## Page extract:
A service member who is a full-year Colorado resident who spends at least 305 days of the tax year outside of the 50-state boundary of the United States while stationed outside of the United States for active military duty may file as a nonresident on the Colorado income tax return. The service member’s spouse may also file as a nonresident if the spouse accompanies the service member outside of the country for at least 305 days of the tax year while they are stationed there on active military duty.
A nonresident service member is not required to report his/her military income to Colorado. However, if the service member earned nonmilitary Colorado income, this income must be reported to Colorado for income tax purposes. The service member must pay Colorado tax on the following: nonmilitary Colorado salaries, nonmilitary Colorado wages, nonmilitary Colorado tips, nonmilitary Colorado commissions, income from a Colorado business, income from rents, royalties and/or gains from the sale of tangible personal property or real property located in Colorado.
The Colorado income tax filing status (joint or separate) must match the status used for federal income tax filing purposes. For example, if a taxpayer and spouse filed a joint federal return, they must file a joint Colorado return. If a taxpayer and spouse filed separate federal returns, they must file separate Colorado returns.
The rules for the taxability of military retirement benefits are the same as the rules for any retirement pension and annuity income. Persons who were 55 to 64 years of age as of December 31 may exclude up to $20,000 of their military retirement benefits received during the calendar year. Persons who were 65 years of age or older as of December 31, may exclude up to $24,000 of their military retirement benefits received during the calendar year.
In order for a spouse or parent to file and sign an income tax return for a taxpayer who is out of the country, that taxpayer must have authorized someone else to file their return for them through a Power of Attorney, DR 0145. The military power of attorney form cannot be accepted for income tax purposes.

## Stated task:
Decide whether each statement below agrees with the passage on Colorado income tax for service members, answering yes or no and quoting the words of the passage that settle it. 1. A full-year Colorado resident stationed abroad must spend at least 305 days of the tax year outside the United States to file as a nonresident. 2. A couple who filed separate federal returns may still file a joint Colorado return. 3. The military power of attorney form is accepted for income tax purposes.

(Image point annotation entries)
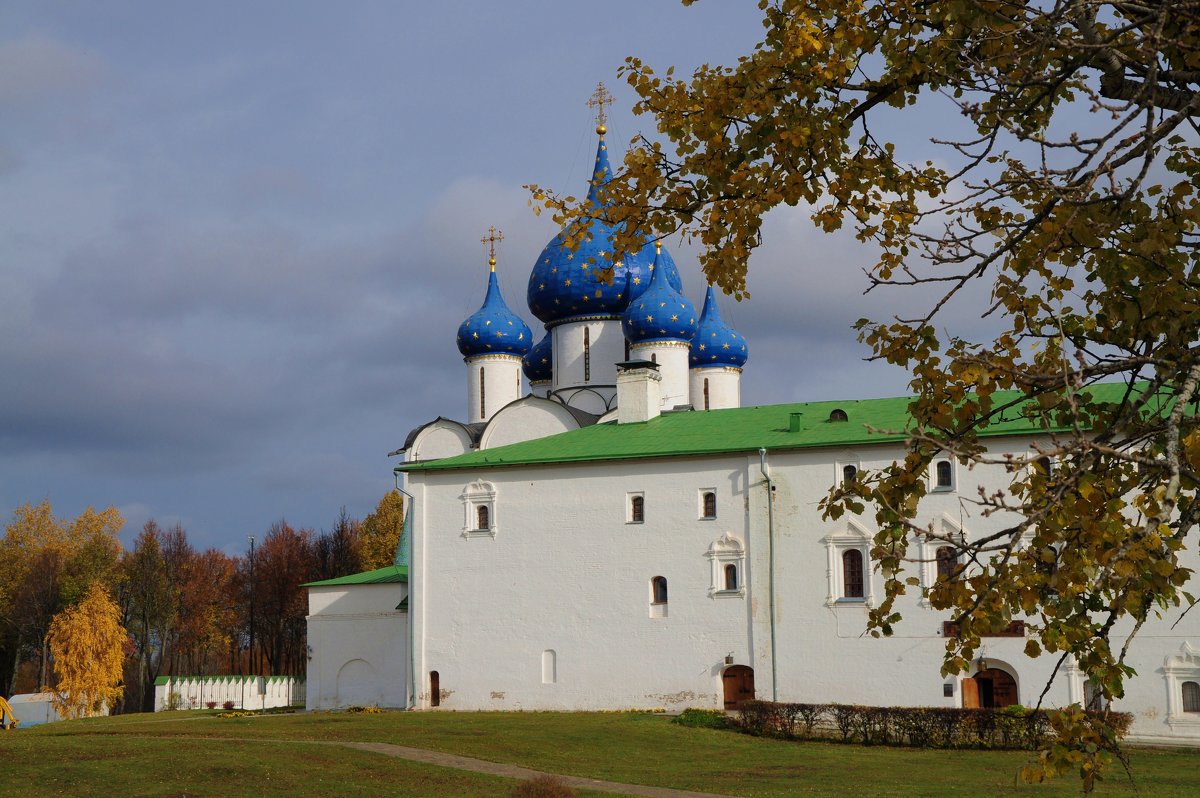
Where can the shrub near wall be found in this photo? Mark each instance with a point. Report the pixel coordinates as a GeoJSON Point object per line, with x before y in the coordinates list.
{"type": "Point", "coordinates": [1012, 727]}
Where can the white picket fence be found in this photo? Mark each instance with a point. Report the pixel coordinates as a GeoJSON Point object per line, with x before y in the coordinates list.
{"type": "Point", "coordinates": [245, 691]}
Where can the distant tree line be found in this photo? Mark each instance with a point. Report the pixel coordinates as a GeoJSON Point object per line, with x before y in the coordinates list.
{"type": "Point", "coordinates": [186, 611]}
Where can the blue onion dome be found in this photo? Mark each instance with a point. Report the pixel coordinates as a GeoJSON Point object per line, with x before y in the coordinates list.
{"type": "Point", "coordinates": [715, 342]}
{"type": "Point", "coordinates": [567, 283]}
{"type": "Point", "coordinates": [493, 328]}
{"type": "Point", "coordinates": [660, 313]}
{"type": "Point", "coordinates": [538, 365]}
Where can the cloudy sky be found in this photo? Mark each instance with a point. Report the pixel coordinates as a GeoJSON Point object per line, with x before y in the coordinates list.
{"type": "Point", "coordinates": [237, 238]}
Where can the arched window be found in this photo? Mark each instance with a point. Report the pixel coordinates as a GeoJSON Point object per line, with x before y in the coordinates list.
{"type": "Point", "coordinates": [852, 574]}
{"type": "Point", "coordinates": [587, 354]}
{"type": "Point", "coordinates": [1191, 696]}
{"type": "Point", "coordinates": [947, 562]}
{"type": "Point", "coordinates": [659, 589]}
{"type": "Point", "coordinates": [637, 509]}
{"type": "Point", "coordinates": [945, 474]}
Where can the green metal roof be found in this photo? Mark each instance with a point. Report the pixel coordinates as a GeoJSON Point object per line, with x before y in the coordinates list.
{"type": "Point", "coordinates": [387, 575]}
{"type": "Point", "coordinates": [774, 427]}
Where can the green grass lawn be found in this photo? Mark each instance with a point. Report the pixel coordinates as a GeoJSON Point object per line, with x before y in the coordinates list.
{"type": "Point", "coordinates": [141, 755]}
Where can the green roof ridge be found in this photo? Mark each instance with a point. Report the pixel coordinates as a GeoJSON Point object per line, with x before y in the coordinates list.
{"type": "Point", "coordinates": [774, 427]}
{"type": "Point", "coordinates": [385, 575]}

## In response:
1. Yes: "spends at least 305 days of the tax year outside of the 50-state boundary of the United States"
2. No: "If a taxpayer and spouse filed separate federal returns, they must file separate Colorado returns."
3. No: "The military power of attorney form cannot be accepted for income tax purposes."